- [PAGE EXTRACT]:

The quantities provided above are averages only.

Produced in a facility that processes eggs, milk, fish, peanuts, sesame, shellfish, soy, tree nuts, and wheat.

Preparation Time40 minutes
Cooking Time15 minutes
DifficultyMedium

Ingredients

serving amount

2 unit

Confit Duck Leg

¾ cup

Parboiled Rice

4 tbsp

Hoisin Sauce

(Contains: Mustard, Sesame, Soy May contain traces of: Crustaceans, Egg, Fish, Gluten, Milk, Sulphites, Wheat)

1 unit

Honey

113 g

Mirepoix

2 tbsp

Ginger-Garlic Puree

(May contain traces of: Milk, Sulphites, Soy)

28 g

Peanuts, chopped

(Contains: Peanuts May contain traces of: Egg, Gluten, Milk, Sulphites, Soy, Mustard, Tree nuts, Sesame)

2 unit

Green Onion

1 unit

Miso Broth Concentrate

(Contains: Soy May contain traces of: Crustaceans, Egg, Fish, Gluten, Milk, Sulphites, Wheat, Mustard, Sesame)

- [PROVIDED INFORMATION]:

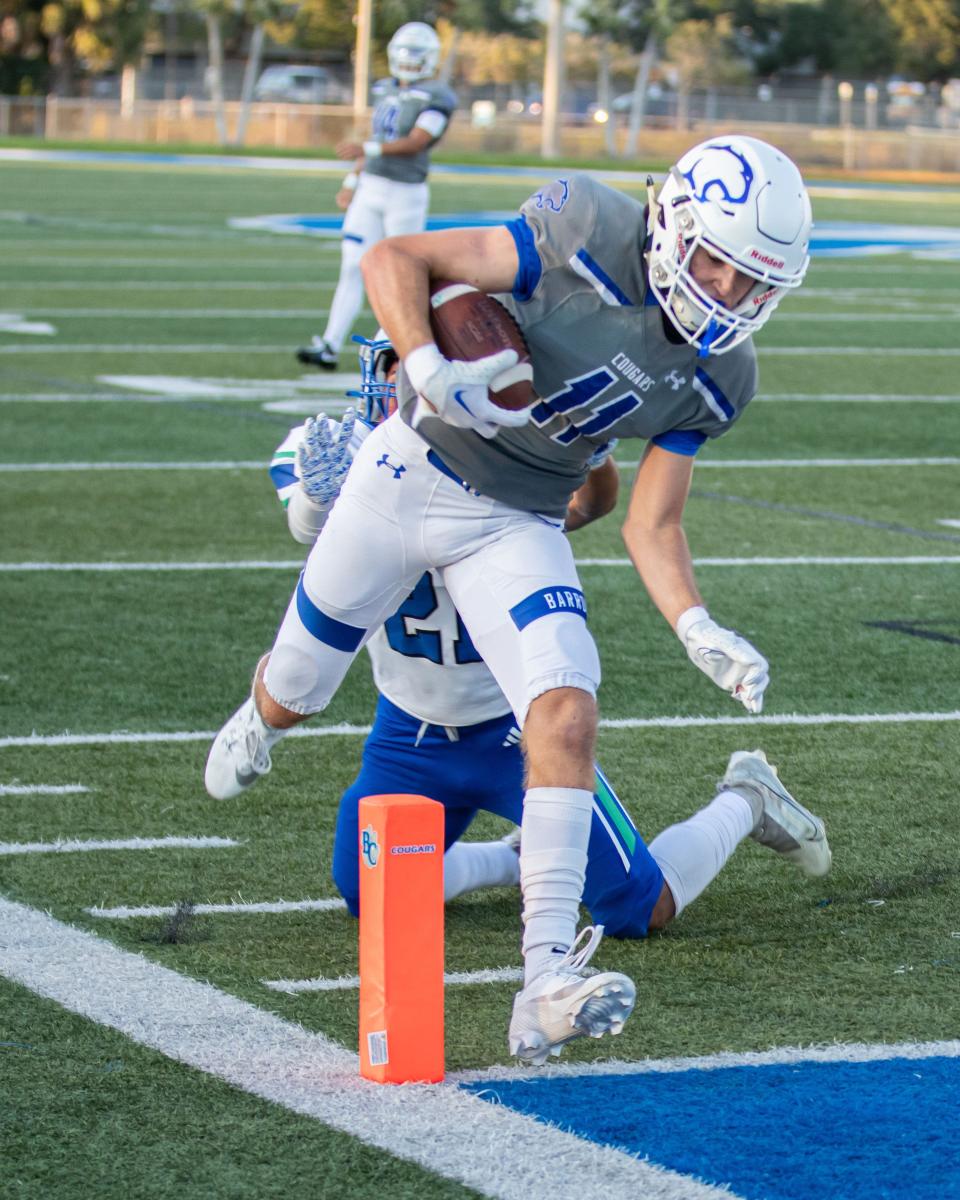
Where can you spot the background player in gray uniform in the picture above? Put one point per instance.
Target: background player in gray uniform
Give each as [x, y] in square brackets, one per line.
[387, 192]
[639, 324]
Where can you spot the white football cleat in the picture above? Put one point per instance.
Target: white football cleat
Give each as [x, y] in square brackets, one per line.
[569, 1001]
[779, 821]
[240, 754]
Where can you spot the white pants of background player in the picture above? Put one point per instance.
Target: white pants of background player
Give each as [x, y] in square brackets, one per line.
[381, 208]
[513, 580]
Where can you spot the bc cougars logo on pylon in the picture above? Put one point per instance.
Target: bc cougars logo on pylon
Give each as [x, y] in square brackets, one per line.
[370, 847]
[723, 171]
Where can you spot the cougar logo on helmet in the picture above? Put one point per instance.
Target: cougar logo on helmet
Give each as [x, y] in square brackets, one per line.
[720, 169]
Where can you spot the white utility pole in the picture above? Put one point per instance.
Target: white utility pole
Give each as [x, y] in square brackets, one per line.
[361, 59]
[550, 130]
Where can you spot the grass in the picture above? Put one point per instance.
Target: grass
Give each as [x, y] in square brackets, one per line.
[763, 959]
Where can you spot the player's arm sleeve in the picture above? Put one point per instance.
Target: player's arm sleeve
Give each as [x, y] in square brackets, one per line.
[433, 123]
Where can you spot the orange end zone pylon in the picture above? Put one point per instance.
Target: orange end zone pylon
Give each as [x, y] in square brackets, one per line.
[401, 940]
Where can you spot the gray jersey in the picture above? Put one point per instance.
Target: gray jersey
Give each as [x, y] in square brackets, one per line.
[396, 113]
[603, 360]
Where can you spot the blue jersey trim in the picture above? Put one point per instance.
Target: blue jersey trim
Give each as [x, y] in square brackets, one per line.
[546, 601]
[721, 400]
[327, 629]
[601, 275]
[531, 269]
[685, 442]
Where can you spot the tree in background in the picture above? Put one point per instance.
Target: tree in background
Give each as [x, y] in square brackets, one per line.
[94, 35]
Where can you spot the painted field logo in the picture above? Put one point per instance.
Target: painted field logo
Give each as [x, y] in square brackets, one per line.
[370, 847]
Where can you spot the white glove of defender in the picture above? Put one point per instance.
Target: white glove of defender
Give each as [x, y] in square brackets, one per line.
[323, 457]
[459, 390]
[729, 659]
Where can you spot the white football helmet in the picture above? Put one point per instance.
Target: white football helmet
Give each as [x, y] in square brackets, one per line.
[745, 203]
[413, 52]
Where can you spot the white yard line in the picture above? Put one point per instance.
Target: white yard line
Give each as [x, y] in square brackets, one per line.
[178, 286]
[235, 909]
[442, 1128]
[42, 789]
[139, 351]
[288, 564]
[865, 397]
[347, 983]
[857, 1051]
[610, 723]
[259, 465]
[127, 348]
[69, 846]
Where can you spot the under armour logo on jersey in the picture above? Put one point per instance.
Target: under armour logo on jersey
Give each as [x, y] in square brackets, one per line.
[553, 196]
[385, 462]
[724, 172]
[675, 381]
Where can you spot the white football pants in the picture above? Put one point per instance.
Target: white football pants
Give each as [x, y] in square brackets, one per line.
[510, 575]
[381, 208]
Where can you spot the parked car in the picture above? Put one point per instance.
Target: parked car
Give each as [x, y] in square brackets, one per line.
[297, 85]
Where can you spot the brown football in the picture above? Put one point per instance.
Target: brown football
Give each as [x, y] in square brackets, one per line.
[469, 324]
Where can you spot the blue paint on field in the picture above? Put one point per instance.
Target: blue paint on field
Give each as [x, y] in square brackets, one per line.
[807, 1131]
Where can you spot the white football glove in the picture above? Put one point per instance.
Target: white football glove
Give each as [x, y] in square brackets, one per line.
[729, 659]
[324, 457]
[457, 390]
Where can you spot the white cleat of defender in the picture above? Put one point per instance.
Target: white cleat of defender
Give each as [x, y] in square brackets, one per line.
[780, 822]
[570, 1001]
[239, 756]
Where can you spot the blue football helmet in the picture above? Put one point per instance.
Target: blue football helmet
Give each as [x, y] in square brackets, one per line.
[377, 357]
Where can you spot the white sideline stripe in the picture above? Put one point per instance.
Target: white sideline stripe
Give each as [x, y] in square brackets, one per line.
[913, 352]
[607, 723]
[42, 789]
[193, 313]
[867, 397]
[324, 384]
[257, 564]
[166, 348]
[233, 907]
[345, 983]
[505, 1156]
[857, 1051]
[742, 463]
[183, 285]
[283, 348]
[240, 465]
[72, 846]
[258, 465]
[799, 561]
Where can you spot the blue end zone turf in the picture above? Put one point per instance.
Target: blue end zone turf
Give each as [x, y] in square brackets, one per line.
[858, 1131]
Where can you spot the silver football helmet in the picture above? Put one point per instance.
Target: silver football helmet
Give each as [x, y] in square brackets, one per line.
[413, 52]
[743, 202]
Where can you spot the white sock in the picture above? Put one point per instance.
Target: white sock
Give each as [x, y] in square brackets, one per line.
[469, 865]
[693, 853]
[556, 829]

- [WHAT YOU SHOULD DO]:
How much hoisin sauce does the recipe extract call for?

- [ANSWER BOX]:
4 tbsp